Written task:
The required result is the exact run of lines beginning at the one containing "If you could segment every instance of the **arched" and ending at the last line of the entries.

Named region outline records:
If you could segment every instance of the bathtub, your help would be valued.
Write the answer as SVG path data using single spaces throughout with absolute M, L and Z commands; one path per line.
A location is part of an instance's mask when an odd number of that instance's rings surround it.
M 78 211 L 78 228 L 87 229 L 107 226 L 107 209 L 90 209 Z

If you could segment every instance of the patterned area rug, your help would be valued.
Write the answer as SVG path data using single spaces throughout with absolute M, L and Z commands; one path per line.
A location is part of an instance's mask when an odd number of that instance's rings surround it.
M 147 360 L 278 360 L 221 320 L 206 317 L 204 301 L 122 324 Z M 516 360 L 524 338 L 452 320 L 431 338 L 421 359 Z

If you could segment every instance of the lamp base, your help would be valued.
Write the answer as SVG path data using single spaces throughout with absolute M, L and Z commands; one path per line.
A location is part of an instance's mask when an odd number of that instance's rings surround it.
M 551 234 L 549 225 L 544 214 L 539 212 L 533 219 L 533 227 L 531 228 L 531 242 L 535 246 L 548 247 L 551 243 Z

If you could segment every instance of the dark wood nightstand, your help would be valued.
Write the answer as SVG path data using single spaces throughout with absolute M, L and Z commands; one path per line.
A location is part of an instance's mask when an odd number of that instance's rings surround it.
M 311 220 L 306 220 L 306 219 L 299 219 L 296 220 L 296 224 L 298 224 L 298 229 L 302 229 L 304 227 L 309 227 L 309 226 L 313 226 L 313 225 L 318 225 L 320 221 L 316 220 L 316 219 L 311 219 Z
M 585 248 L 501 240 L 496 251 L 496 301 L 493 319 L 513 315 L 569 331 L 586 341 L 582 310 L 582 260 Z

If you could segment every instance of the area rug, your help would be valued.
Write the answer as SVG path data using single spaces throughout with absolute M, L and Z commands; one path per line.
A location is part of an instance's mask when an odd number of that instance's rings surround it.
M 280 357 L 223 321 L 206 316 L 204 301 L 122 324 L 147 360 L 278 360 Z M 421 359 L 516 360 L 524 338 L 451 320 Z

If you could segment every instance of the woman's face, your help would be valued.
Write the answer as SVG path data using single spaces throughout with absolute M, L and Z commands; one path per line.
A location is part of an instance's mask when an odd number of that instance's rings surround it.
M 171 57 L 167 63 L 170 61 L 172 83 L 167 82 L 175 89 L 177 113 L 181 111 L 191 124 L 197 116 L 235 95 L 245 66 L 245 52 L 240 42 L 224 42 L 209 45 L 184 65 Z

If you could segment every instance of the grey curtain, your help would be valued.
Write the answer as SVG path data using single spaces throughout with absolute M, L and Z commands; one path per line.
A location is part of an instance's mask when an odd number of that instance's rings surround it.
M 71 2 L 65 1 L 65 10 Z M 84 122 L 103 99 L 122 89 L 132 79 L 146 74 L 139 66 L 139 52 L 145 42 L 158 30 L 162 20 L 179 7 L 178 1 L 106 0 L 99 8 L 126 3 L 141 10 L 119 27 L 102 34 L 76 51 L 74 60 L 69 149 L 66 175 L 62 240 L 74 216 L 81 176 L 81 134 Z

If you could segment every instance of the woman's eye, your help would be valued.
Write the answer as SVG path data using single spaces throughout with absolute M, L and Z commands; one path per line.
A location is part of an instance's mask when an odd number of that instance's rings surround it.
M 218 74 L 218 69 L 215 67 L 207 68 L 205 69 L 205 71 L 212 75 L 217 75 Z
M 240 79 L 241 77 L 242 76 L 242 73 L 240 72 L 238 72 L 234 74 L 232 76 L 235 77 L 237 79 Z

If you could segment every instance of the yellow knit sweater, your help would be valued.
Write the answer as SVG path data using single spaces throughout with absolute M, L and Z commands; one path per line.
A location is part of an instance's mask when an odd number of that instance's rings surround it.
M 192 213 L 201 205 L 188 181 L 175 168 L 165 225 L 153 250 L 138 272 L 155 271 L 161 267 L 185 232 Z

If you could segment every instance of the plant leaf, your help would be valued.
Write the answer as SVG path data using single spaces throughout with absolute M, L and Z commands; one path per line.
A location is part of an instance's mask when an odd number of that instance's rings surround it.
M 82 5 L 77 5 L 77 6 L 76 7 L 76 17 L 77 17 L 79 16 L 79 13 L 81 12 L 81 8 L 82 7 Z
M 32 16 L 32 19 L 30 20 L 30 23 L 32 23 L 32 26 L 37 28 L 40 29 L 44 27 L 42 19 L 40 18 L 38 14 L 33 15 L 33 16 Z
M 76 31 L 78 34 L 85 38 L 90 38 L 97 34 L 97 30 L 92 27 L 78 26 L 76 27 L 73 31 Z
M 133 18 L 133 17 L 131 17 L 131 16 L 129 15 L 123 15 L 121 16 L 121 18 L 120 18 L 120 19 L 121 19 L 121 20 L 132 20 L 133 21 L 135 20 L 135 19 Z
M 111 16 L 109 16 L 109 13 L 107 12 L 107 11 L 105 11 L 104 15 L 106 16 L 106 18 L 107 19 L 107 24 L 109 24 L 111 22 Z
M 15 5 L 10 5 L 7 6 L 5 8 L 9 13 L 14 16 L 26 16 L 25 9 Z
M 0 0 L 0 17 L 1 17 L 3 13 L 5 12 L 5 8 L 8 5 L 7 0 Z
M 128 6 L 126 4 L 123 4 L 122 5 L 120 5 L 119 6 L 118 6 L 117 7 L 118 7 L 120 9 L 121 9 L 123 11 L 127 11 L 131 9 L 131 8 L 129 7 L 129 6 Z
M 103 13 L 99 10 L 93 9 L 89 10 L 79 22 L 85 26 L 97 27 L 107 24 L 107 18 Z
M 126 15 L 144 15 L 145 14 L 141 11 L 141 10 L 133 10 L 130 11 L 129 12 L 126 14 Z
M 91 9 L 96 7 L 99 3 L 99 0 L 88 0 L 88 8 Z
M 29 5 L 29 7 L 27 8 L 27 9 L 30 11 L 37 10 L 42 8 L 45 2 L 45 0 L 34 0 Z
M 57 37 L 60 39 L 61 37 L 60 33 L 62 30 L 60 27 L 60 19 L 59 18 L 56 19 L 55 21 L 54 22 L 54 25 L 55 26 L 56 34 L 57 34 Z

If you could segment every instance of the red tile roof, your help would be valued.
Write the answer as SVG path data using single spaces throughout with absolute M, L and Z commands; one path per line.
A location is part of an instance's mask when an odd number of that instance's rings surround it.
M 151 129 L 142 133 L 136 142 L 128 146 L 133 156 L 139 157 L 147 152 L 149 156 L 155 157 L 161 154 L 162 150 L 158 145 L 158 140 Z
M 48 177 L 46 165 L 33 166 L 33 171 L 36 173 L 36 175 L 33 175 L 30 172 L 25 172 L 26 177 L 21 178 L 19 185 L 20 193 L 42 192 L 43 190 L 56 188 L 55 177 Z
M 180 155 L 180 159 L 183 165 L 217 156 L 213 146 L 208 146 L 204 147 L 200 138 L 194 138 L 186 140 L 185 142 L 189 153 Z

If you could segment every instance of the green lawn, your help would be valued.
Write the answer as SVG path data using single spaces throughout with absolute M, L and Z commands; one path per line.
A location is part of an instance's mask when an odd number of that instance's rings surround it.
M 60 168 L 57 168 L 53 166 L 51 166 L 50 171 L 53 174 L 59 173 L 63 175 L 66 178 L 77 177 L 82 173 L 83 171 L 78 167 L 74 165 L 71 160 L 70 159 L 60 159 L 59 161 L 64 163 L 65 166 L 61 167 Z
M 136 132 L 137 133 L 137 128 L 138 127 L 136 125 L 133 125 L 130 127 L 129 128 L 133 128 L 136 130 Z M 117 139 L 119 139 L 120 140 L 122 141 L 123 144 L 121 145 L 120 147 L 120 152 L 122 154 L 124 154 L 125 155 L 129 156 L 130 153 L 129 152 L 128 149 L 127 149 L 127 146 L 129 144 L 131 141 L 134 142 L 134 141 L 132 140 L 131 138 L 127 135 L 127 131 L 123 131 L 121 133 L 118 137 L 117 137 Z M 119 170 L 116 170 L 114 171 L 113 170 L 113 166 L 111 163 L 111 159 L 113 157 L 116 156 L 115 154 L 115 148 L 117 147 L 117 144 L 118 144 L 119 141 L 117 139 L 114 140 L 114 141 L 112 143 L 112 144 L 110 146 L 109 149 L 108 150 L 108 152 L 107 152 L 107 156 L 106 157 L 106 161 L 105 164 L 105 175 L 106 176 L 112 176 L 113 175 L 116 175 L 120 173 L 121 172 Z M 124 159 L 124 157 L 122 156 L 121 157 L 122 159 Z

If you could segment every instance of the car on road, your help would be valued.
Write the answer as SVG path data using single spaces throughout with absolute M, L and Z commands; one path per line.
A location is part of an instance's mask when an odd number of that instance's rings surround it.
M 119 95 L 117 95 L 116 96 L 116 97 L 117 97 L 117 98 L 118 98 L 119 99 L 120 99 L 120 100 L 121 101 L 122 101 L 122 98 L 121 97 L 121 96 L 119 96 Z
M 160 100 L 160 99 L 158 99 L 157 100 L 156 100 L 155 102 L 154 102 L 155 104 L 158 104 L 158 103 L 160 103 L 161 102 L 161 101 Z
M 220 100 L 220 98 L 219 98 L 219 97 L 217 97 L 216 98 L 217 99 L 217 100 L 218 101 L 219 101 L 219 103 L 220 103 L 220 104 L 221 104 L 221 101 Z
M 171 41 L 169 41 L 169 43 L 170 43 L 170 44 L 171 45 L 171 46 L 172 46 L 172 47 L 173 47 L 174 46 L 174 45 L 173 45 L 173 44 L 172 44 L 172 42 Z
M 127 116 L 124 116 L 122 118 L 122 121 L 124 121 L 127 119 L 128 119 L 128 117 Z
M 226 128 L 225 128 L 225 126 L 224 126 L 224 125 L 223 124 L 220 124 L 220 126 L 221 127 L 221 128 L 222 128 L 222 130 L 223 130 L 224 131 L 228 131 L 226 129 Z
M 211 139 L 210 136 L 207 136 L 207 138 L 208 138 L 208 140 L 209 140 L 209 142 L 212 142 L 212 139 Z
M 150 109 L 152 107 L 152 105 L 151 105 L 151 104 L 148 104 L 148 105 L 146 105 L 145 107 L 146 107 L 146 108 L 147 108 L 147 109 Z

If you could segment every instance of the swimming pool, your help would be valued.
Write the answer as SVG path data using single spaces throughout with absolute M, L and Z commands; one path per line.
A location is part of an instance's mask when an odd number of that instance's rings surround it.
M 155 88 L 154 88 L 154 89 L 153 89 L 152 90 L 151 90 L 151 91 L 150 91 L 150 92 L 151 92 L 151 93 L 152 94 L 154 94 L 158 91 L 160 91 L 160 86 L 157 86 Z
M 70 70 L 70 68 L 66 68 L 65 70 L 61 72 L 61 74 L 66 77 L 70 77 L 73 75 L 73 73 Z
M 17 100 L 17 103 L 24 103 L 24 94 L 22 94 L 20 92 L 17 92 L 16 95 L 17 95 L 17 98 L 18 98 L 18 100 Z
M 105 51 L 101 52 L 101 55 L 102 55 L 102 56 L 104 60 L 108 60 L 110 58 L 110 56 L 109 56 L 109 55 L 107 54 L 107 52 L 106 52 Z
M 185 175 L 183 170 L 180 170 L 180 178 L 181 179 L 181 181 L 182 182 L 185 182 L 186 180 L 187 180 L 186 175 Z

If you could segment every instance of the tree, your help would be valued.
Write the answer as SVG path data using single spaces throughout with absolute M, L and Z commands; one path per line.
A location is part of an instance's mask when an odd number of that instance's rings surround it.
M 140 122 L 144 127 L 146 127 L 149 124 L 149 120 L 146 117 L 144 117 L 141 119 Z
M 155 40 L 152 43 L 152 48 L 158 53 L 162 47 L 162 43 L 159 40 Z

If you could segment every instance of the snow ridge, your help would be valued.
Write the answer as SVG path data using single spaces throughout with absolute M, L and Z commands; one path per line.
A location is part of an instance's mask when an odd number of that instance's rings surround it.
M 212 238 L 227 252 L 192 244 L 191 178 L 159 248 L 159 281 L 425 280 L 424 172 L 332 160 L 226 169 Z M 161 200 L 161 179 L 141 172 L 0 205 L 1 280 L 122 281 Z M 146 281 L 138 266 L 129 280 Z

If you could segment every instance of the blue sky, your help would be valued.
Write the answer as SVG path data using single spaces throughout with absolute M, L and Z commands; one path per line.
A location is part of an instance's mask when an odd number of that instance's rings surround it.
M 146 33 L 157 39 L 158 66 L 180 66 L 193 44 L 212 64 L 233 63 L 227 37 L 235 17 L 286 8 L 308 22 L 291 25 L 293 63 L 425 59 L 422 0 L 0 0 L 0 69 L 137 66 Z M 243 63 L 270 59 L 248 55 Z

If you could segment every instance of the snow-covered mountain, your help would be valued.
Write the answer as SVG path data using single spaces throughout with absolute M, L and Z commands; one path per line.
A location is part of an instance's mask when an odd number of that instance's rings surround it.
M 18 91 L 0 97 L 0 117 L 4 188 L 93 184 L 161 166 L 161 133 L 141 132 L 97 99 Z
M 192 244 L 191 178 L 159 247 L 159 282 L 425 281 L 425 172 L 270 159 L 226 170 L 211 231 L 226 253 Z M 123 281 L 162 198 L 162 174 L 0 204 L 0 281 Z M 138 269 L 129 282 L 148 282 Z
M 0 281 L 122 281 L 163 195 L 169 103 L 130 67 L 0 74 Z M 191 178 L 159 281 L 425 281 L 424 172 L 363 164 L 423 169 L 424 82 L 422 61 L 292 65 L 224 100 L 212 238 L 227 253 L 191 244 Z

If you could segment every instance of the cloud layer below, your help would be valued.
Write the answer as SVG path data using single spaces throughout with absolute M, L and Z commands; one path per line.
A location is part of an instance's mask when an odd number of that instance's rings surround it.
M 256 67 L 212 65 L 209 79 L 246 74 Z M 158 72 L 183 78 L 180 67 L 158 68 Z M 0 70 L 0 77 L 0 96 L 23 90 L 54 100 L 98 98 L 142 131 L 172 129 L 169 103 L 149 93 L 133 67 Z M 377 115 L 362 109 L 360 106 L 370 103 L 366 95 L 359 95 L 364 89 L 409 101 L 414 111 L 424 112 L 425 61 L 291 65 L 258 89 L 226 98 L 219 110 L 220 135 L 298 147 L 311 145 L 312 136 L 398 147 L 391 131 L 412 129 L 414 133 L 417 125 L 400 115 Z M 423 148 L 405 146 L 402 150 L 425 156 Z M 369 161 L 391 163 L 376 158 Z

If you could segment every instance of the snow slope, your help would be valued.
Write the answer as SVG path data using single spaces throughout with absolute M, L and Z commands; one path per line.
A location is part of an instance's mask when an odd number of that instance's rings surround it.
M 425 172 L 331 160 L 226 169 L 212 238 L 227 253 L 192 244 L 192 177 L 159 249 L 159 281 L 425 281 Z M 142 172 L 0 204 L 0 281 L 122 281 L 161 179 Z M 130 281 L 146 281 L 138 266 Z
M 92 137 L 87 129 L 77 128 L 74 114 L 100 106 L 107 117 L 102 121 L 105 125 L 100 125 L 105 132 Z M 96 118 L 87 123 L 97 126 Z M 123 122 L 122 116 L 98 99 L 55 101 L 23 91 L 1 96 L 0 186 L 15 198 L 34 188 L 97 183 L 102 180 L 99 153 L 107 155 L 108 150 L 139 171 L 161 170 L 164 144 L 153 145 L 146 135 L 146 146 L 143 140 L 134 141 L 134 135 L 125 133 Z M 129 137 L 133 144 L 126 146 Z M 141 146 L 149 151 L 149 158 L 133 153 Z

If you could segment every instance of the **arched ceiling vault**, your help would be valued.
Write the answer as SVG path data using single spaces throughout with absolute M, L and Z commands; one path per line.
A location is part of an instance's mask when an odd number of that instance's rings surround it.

Answer for the task:
If you could segment every instance of the **arched ceiling vault**, your help would be valued.
Write the answer as SVG path data using single spaces throughout with absolute M, L and Z commands; one path per line.
A location is part of an instance's mask when an odd number of that instance's rings surround it.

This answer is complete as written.